Rewrite each of the following items with "thickest part" changed to "widest part" and everything else left as it is.
•••
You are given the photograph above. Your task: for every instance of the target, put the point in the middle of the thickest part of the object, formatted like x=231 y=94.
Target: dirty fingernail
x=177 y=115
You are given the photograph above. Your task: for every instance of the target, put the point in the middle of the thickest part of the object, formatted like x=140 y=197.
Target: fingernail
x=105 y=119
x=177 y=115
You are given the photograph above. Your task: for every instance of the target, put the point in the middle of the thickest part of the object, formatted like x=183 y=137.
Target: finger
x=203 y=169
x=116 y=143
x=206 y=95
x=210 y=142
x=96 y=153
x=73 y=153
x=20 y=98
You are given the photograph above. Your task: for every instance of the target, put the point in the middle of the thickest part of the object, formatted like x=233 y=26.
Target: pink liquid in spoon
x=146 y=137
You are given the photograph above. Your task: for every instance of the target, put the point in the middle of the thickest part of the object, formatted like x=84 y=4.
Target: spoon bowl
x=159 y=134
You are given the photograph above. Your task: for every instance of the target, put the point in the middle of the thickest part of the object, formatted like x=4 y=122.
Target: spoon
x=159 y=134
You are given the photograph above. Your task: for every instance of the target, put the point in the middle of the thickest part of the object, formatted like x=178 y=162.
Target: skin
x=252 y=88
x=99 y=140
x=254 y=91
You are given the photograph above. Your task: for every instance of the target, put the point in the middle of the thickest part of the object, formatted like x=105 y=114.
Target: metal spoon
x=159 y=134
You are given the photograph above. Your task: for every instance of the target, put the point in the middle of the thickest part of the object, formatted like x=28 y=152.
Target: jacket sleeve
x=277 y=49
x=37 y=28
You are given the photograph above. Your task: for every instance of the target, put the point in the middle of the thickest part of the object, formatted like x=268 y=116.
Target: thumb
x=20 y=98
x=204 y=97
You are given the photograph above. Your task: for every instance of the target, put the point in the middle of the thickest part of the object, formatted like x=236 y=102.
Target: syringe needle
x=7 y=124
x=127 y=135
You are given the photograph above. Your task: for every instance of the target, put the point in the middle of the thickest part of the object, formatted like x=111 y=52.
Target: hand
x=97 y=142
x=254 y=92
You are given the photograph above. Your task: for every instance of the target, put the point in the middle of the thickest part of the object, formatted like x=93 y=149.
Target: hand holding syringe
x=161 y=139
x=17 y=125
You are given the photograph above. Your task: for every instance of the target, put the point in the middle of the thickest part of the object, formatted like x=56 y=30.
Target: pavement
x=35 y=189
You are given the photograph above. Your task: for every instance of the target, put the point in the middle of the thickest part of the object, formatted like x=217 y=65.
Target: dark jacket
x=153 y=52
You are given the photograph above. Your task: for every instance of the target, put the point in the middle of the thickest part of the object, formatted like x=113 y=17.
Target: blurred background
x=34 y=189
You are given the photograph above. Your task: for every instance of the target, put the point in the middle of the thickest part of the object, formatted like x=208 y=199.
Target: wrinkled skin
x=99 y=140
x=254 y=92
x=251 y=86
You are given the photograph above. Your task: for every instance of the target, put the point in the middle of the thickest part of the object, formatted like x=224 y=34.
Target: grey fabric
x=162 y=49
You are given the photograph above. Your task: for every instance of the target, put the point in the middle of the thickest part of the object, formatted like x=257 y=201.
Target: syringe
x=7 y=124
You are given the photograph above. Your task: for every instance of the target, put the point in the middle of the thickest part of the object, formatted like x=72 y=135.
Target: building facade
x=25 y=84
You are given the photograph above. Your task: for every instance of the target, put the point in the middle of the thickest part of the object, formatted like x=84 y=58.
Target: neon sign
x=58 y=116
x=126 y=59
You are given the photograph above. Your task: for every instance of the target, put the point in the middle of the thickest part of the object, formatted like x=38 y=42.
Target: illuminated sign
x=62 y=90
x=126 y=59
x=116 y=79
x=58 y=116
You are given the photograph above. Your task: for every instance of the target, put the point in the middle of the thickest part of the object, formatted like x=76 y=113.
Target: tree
•••
▸ Response
You are given the photograph above. Your task: for every instance of the target, put the point in the middle of the widest part of the object, formatted like x=231 y=94.
Target: dirty fingernail
x=177 y=115
You are given the photograph above. Your task: for every instance of the target, put the point in the middle of the widest part of the object, formatted like x=140 y=197.
Target: fingernail
x=105 y=119
x=177 y=115
You are given the photograph above. Your task: for every instance of the target, put the point in the middle of the widest part of the object, formatted like x=183 y=137.
Target: finger
x=203 y=169
x=116 y=143
x=206 y=95
x=210 y=142
x=96 y=153
x=73 y=153
x=20 y=98
You are given the photograph above. Your task: for every instance of the target, put the point in the middle of the widest part of the object, formatted like x=233 y=26.
Target: pink liquid in spoon
x=146 y=137
You are given the photograph above. Your task: for every instance of the target, put the point in the middle of the widest part of the object, formatted like x=84 y=4.
Target: spoon bowl
x=159 y=134
You are given the photograph above. Your task: for every instance of the target, put the point in the middle of the widest part of the object, formatted like x=4 y=122.
Target: spoon
x=159 y=134
You are given the photograph above. Your task: for every instance of the target, put the point in the middle of the widest part of the object, formatted like x=178 y=162.
Target: skin
x=252 y=88
x=99 y=140
x=254 y=91
You are given the photograph above. Your task: for every instance of the target, put the point in the middle of the widest part of the object, formatted like x=105 y=114.
Target: metal spoon
x=159 y=134
You are given the photograph above. Your task: for every instance of the target, put the point in the middle of the widest part of the object, formatted like x=28 y=152.
Target: jacket sleeve
x=277 y=49
x=37 y=28
You are given the photograph above. Your task: for every instance of the target, put the point in the middle of the widest part of the object, formatted like x=268 y=116.
Target: thumb
x=20 y=98
x=204 y=97
You are given the photograph above. Your task: for every instance of the target, put the point in the middle of the widest part of the object, formatted like x=236 y=102.
Target: syringe needle
x=7 y=124
x=127 y=135
You are given the photograph above. Your task: for every instance of the target, put the point in the middle of the widest part of the object, formatted like x=111 y=52.
Target: hand
x=97 y=142
x=254 y=92
You are given the photograph above. Your task: for every instance of the target, put the point in the middle of the widest part of the object, formatted like x=93 y=149.
Target: hand holding syringe
x=161 y=139
x=17 y=125
You are given the photograph above. Your task: for every instance of the target, put the point in the middle of the widest part of the object, formatted like x=56 y=30.
Target: pavement
x=35 y=189
You are given the photograph above. Your task: for every instance of the target, put the point in the middle of the widest part of the object, formatted like x=217 y=65.
Target: dark jacket
x=153 y=52
You are given the photograph above. Your task: for every instance of the target, put the point in the middle of the widest part of the object, formatted like x=113 y=17.
Target: blurred background
x=34 y=189
You are given the photograph above. Your task: for every instance of the target, put the point in the middle of the widest part of the object, formatted like x=208 y=199.
Target: wrinkled skin
x=99 y=140
x=254 y=92
x=251 y=86
You are given the photograph above. Your task: for every instance of the target, put the point in the middle of the widest part of the object, formatted like x=224 y=34.
Target: grey fabric
x=162 y=49
You are given the photograph above. Your task: for every instance of the target, put the point in the middle of the widest part of the object, formatted like x=257 y=201.
Target: syringe
x=7 y=124
You are given the photograph above. Your task: for every instance of the target, put the point in the middle of the widest part of the object, formatted like x=72 y=135.
Target: building facade
x=25 y=84
You are given the photograph above. Your task: for every instance of the target, put the point in the middle of the widest part of the object, formatted like x=84 y=58.
Target: neon sign
x=58 y=116
x=126 y=59
You are given the photograph above. Your task: for every instance of the target, put the point in the middle of the widest part of the object, formatted like x=38 y=42.
Target: illuminated sign
x=62 y=90
x=126 y=59
x=116 y=79
x=58 y=116
You are given the photograph above. Your task: for every instance of the target, put the point in the middle of the widest part of the object, formatted like x=76 y=113.
Target: tree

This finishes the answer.